Any new developments on this matter?

------
gtallen1187
While a well-intentioned article, i believe this author overlooks a few points
that should be pointed out.

As a consumer, i would obviously be a proponent of my current ISP giving non-
discriminatory access to all sites. However, aside from voicing my opinion in
the form of purchasing the services of a specific ISP, i do not believe we
should have the power to do much else in dictating how these companies should
run their business through the passing of laws. The author points out that the
loss of net neutrality would hurt small-scale ventures - yet ignores the fact
that these ISPs he wishes to regulate were once the same small start-ups that
he wants to protect. Was the success of these businesses the single factor
that moves them from protected status to regulatory target?

The size of these dominant ISPs means that a great deal of the population
relies on their services - but our "need" for these services does not give us
the right to dictate how they should run their business. If enough of us feel
that none of the dominant ISPs are adequate, then our need goes unserved, and
sooner or later another ISP will arrive to serve these customers.

Again - i am strongly in favor of net neutrality. But if we resort to
regulatory means to get what we want, it will lead to vastly negative
consequences down the road. Why start a business if this is the reward for
success?

------
gasull
Forget about Net Neutrality. What we need is Open Spectrum so everybody can
share the waves and we stop needing the telcos altogether.

[https://en.wikipedia.org/wiki/Open_spectrum](https://en.wikipedia.org/wiki/Open_spectrum)

As long as we have an oligopoly of telcos, they will lobby their way to
destroy Net Neutrality.

------
h1karu
Long ago the corporate oligarchy decided to let the Internet tech sector grow
to the extent that it has in order to externalize the cost of deploying
certain infrastructure and the cost of training the populous to become
dependent on that infrastructure. Now that these tasks are complete what
reason do they have to delay taking control of this particular DARPA project ?

**Problems to work on**.
**a)** In the net neutrality thread, what does gasull say is needed instead of Net Neutrality?
**b)** Continue the net neutrality thread, picking up right after h1karu's closing question about the DARPA project.

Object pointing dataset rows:
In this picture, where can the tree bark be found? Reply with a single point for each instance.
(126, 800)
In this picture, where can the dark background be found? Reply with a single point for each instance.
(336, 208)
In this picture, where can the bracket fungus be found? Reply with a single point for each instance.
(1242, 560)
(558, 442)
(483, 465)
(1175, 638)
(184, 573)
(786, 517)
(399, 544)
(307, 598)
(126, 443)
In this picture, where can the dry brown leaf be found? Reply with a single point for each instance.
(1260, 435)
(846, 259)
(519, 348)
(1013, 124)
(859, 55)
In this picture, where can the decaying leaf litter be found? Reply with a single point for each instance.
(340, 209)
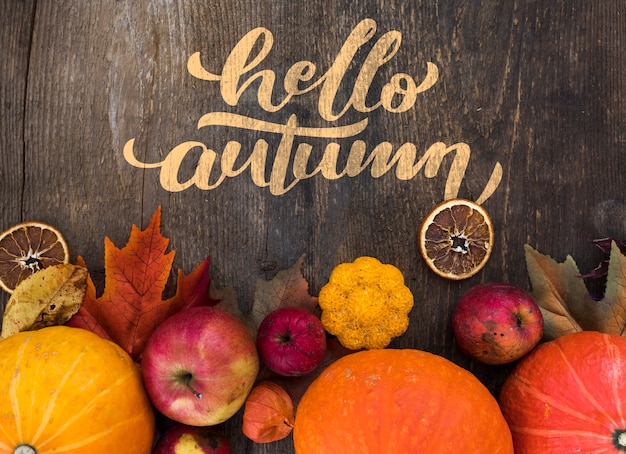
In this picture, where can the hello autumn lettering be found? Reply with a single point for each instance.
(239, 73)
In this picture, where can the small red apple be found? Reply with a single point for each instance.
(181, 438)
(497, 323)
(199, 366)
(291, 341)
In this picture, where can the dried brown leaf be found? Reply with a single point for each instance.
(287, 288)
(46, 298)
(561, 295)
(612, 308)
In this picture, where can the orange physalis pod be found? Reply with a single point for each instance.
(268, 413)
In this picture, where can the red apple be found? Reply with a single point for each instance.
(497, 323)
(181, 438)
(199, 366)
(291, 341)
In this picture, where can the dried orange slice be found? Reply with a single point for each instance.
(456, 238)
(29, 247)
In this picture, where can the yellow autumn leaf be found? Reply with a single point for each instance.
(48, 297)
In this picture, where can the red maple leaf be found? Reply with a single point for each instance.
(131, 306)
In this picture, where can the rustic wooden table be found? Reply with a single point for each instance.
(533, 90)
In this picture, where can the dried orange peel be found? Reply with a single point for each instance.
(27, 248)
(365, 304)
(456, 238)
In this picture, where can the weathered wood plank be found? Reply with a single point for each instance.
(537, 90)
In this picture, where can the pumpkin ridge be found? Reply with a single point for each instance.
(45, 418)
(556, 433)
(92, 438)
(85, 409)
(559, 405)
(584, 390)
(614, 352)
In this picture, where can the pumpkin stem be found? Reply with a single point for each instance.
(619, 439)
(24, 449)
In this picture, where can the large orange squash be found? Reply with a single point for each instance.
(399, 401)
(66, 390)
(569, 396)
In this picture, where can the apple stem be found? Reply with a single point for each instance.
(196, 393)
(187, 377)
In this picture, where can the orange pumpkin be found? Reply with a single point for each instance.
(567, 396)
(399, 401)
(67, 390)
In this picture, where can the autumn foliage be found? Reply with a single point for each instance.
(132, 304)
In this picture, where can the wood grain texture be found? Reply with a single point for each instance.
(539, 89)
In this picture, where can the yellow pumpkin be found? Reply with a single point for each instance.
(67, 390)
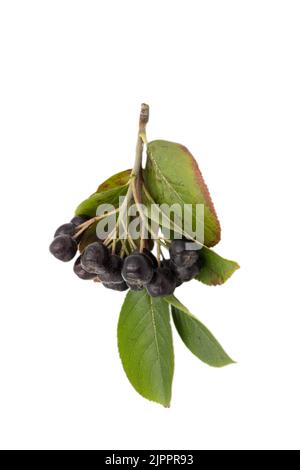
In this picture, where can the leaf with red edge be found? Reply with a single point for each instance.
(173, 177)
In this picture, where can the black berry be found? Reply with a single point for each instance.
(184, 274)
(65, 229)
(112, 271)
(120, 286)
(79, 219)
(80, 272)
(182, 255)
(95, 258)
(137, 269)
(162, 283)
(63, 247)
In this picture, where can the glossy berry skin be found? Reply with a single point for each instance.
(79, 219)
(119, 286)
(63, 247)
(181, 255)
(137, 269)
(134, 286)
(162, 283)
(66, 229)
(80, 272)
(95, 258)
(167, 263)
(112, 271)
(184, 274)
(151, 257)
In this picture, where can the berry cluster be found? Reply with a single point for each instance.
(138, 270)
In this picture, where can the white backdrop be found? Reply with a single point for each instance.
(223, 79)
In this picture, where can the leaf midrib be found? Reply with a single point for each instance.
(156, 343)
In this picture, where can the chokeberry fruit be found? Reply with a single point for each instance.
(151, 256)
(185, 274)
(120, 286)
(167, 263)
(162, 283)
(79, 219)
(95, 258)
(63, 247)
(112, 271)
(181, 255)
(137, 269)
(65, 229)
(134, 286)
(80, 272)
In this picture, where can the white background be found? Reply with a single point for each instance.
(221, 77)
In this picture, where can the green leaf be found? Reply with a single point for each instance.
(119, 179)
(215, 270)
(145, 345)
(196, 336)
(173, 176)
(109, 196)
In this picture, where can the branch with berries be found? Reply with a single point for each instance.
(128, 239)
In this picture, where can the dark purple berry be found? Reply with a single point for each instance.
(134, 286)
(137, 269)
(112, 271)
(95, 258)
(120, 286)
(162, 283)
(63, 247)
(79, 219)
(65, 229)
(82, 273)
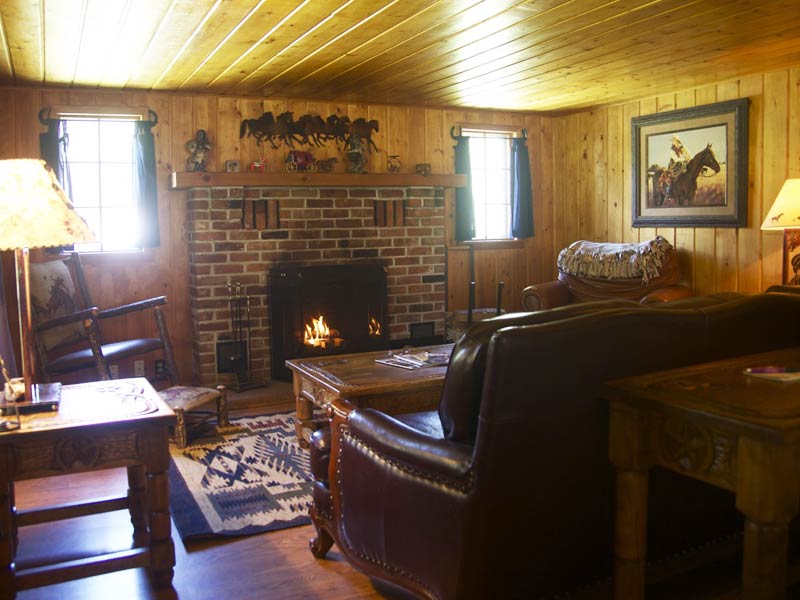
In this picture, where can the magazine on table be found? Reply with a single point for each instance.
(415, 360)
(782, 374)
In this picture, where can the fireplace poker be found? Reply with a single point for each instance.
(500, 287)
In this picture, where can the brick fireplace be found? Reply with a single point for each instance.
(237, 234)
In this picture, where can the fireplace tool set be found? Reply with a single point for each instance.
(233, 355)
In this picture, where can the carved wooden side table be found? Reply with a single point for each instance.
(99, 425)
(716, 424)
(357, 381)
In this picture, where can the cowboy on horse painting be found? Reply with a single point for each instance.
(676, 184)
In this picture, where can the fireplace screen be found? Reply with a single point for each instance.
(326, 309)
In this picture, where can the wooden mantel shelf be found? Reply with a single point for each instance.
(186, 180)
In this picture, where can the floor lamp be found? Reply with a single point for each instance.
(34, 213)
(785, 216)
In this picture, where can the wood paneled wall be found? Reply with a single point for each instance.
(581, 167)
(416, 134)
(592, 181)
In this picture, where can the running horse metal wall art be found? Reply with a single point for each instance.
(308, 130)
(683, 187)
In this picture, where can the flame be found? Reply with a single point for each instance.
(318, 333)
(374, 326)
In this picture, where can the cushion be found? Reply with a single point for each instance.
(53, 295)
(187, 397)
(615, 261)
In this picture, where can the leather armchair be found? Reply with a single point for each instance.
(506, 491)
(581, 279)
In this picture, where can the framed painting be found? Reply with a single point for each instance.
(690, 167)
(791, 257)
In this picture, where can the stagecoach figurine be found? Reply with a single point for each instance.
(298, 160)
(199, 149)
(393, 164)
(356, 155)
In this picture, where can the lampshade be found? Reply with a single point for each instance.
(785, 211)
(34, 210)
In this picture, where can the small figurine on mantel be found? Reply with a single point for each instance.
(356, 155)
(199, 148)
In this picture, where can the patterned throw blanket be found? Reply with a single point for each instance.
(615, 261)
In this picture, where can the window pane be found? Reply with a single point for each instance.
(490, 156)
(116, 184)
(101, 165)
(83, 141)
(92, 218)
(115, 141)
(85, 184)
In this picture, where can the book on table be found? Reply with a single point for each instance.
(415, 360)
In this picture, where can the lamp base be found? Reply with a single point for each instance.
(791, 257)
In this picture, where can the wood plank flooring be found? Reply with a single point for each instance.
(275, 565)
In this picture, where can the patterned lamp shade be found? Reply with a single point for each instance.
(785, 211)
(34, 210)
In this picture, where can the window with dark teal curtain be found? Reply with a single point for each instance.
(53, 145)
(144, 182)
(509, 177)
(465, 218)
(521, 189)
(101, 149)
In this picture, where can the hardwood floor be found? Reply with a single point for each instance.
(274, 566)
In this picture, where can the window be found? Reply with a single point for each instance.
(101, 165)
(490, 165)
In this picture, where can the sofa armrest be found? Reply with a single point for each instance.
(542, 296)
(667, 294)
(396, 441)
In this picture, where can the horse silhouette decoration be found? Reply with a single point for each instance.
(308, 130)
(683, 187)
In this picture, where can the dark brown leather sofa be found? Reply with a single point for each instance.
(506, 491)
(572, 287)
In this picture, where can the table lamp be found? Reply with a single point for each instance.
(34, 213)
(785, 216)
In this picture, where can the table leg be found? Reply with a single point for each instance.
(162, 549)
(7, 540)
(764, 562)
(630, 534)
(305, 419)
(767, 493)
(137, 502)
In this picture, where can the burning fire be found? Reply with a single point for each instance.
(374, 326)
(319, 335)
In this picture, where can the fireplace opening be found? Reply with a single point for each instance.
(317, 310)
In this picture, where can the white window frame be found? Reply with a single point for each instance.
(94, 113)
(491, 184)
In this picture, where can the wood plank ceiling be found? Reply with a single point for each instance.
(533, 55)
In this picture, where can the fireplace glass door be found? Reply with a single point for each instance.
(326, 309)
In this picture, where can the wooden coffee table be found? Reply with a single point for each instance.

**Solved tasks**.
**a)** Open Spectrum, so everybody can share the waves and stop needing the telcos altogether.

**b)**
You have to be willing to show them that reason in order to save your
business. You all have to innovate a solution. How are you going to join
together with the other businesses in your sector to PIVOT TOGETHER in order
to jolt ordinary people out of their careless stupor and educate them about
how to force the hand of those corporations who could easily solve the problem
?

Do you really think a black page background and a banner is anything more than
a sloppy haphazard attempt to save your industry ?

Aren't you risking shareholder value if your company is not engaging a
significant percentage of it's resources towards engineering a plan to resist
the takeover of the key infrastructure that your business needs in order to
survive ?

How can you justify that kind of risk taking to your board ?

VC's what percentage of your fund's budget is set aside for the task of
preserving the Internet that your portfolio will rely on ?

Ordinary people won't care if a page is black or not or if some banner is
present or not, but if twitter, instagram, and pintrest for example all go
offline at the same time that would send a message. Or what about if all the
major social startups started paying attention to HTTP referer headers and
they started redirecting inbound visitors to educational splash screens based
on their referred header? The splash screens would educate these people about
how they should really change their default search engine or delete their
Facebook account in order to help save the Internet.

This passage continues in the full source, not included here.